### Enunciado a
Apresente como lista JSON de strings, com uma string por linha e sem as linhas em branco, tudo o que vai da linha dos registos que contém "of the lamp" até ao fim dos registos, ambas as extremidades incluídas.

### Texto de leitura
Este conjunto escultórico é obra do magistral Bernini e encontra-se numa pequena igreja de Roma. Chama-se O êxtase de Sta. Teresa (1647-1652) e representa o episódio de amor místico experimentado por Santa Teresa de Ávila (1515-1582), também conhecido por «Transverberação de Sta. Teresa». Foi a própria que relatou o seguinte:
Ao meu lado esquerdo apareceu um anjo em forma corporal. Não era alto mas baixo e muito belo. E a sua face estava tão afogueada (…). Vi na sua mão um longo dardo de ouro, na ponta do qual julguei ver uma pequena chama. Pareceu-me que o fazia entrar de momento a momento no meu coração e que ele me perfurava até ao fundo das entranhas; quando o retirava, parecia-me que as arrancava também e me deixava toda abrasada com um grande amor de Deus. A dor era tão grande que me fazia gemer e, no entanto, a doçura desta dor excessiva era tal, que era impossível querer vê-la terminada, e a alma já não se contentava senão com Deus. A dor não era física, mas espiritual, se bem que o corpo aí tivesse a sua parte. Era uma tão doce carícia de amor entre a alma e Deus (…).
Como a muitos analistas contemporâneos, não escapou a Bernini a vertente do amor sensual aliado ao amor místico, no relato de Sta. Teresa. É bem evidente o abandono físico da freira perante o anjo, como o abandono da mulher aluada perante o homem desejado. O rosto do anjo reflecte aquele doce júbilo que qualquer homem sente no momento anterior à posse da mulher rendida. O dardo não pode ser mais simbólico, na sua rigidez fálica e na sua ponta penetrante. O gesto delicado da mão esquerda do anjo a levantar o hábito descomposto da freira, como quem afasta uma última peça de roupa íntima, eleva a sensualidade do conjunto a um nível nunca esperado num altar.

Excertos de um conjunto de dados de marcação de pontos:
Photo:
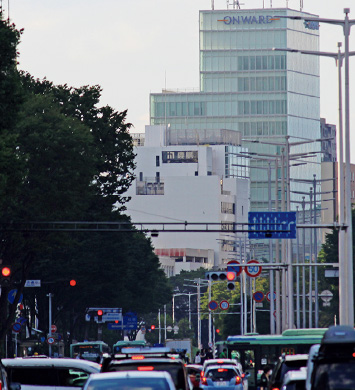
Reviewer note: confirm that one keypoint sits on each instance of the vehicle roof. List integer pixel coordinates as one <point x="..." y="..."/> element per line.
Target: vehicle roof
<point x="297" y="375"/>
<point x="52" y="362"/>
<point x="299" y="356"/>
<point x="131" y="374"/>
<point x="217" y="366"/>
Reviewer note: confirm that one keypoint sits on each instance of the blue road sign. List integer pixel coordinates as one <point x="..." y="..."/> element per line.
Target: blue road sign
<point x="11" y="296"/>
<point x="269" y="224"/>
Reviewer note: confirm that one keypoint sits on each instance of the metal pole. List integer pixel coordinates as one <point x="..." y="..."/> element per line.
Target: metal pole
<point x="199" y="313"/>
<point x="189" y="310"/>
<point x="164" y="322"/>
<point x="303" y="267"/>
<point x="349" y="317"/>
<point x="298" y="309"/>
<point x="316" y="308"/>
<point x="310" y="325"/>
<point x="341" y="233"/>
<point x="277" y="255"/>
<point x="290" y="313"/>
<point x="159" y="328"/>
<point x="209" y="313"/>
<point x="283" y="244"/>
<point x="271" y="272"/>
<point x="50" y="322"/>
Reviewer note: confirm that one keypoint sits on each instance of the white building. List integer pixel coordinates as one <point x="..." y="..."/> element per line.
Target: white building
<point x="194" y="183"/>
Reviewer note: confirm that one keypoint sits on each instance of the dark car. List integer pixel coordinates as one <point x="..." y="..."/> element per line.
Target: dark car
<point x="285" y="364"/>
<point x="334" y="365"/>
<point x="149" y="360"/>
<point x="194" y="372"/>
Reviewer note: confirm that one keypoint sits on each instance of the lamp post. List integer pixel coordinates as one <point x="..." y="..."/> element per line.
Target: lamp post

### Enunciado b
De acordo com o texto sobre a escultura de Bernini, em que período foi realizado O êxtase de Sta. Teresa?

### Resposta correta a
[
  "Reviewer note: confirm that one keypoint sits on each instance of the lamp post. List integer pixel coordinates as one <point x=\"...\" y=\"...\"/> element per line.",
  "Target: lamp post"
]

### Resposta correta b
Entre 1647 e 1652.